* Tasks and exercises
1 – Copy out the Cochabamba hiking text from "It was a satisfying" up to and including "region and beyond.".
2 – Write what comes next in the account of hiking around Cochabamba, picking up after its last sentence.

* Extracted text
*** Block opens ***
One of the great joys of living in Cochabamba is the ease of access to its surrounding mountains which abound with great hiking trails. The lofty peaks of the olive-colored Tunari Range of the eastward-reaching Andes awakened my inner rambler and I headed to the hills on many weekends. Here are some highlights:
My first weekend in Cochabamba I rose early, grabbed some bananas and chocolate and my filled water bottle, and hoofed it from my apartment to the gate of the Parque Tunari. This is the closest and most accessible areas for hiking and soon I was rising high above Cochabamba. The city’s iconic Cristo de la Concordia with his monumental outstretched hands quickly faded to a mere spec far below. I was surrounded by the smell of eucalyptus and the spectacle of spring bloom.
I encountered very few people on the trail, just a couple families out for a picnic and one dedicated student, his nose diligently in his textbook at a particularly inspired lookout above Cochabamba. Eventually I reached an abandoned campground I and goofed around in the children’s playground:
I kept ascending and finally stopped high above the Cochabamba valley at around 3700 m (over 12,100 feet). I took in the beautiful vista s of the valley below and the towering Mount Tunari (the highest peak in the region at over 5000 m) covered in clouds to the west.
It was a satisfying hike from house to hilltop, I’ve never had this luxury before. All my previous hikes required some sort of transport from my home… this was fueled by just my own two feet.
This was a great walk at the western end of the valley from Sipi Sipi (I love these Quechua village names!). The way follows a stone path to a 15th-century imperial administrative center of the newly-arrived Incas. They had recognized the fertile Cochabamba Valley as a breadbasket for the Incan armies as they aggressively expanded their empire throughout the Andean region and beyond.
The ruins themselves consist of a dozen or so buildings with characteristic Incan features (trapezoidal doors and windows, and walls slanting slightly inwards to protect against earthquakes) but unfortunately are in fairly poor condition. Yet the views of the broad valley below with the Tunari Range to the north are stunning.
*** Block closes ***
[Natural-language object grounding data]
*** Block opens ***
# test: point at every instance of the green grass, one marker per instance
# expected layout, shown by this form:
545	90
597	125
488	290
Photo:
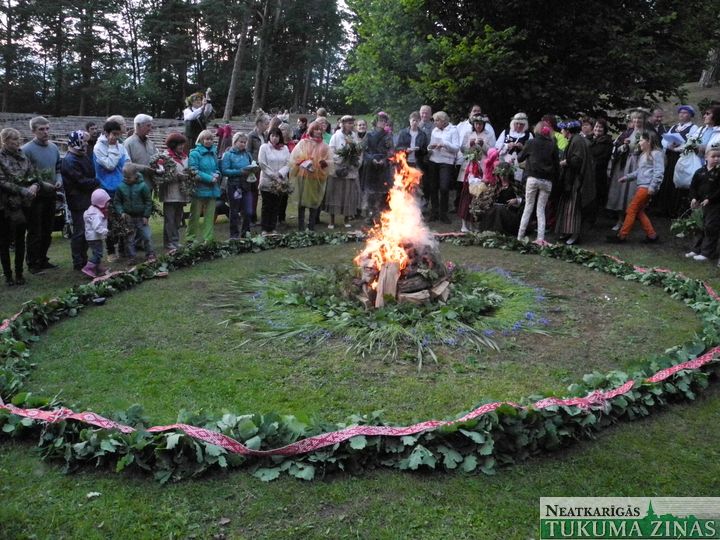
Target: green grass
599	323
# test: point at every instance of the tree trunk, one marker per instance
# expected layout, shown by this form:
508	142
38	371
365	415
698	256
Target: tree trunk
237	64
9	55
712	72
262	37
59	65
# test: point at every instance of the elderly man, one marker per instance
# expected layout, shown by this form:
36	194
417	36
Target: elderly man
46	158
139	146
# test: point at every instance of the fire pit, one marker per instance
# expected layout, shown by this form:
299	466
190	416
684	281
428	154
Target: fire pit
401	259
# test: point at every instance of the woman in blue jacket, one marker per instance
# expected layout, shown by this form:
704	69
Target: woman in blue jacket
203	159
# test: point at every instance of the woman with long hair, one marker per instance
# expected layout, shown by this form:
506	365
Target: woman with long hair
310	165
647	176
*** Block closes ***
* Answers to the problems
1 –
It was a satisfying hike from house to hilltop, I’ve never had this luxury before. All my previous hikes required some sort of transport from my home… this was fueled by just my own two feet.
This was a great walk at the western end of the valley from Sipi Sipi (I love these Quechua village names!). The way follows a stone path to a 15th-century imperial administrative center of the newly-arrived Incas. They had recognized the fertile Cochabamba Valley as a breadbasket for the Incan armies as they aggressively expanded their empire throughout the Andean region and beyond.

2 –
As in most parts of the developing world, the amount of trash on trails is disheartening. Decades ago most of this garbage would have been biodegradable but today it’s nearly 100% plastic. To do my part to respect the Pachamama (the Mother Earth) I collected hundreds of pieces litter on the way down. I finished the hike with a stuffed bag of assorted refuse but I felt good that the trail now looked much improved for future walkers.
Parque Ecoturístico Pairumani
This was a great half-day walk through a number of great sights. The Pairumari Eco-Tourist Park is located directly beneath the soaring Cerro Tunari, the highest peak in the region. On land donated by Simón Patiño, the Bolivian tin baron who a hundred years ago was one of the world’s the richest men, the eco-tourism park features pleasant picnic areas and campgrounds for cochabambinos wanting to escape the hectic pace of the city.
En route to the waterfalls further up the canyon, I met a group of young Brazilian medical students (many study in Cochabamba since the tuition and costs are much lower) who chatted with me as we passed the many colorful flower farms that dot this part of the valley. Eventually we reached the canyon and walked along the narrow footpath (with vertiginous drops off the side) to reach the waterfall which was barely flowing due to the late start of the rainy season this year.
On my return, I inspected the experimental dairy and vegetable farms that are part of the Simón Patiño Foundation’s agricultural research center. They are doing admirable work in such areas as organic dairy farming, sustainable agriculture, and a non-GMO seed center for developing hybrid cropsthat are better suited for the changing climate and environment in the region.
Great walks in all directions… thank you, Cochabamba, for being so hiker friendly!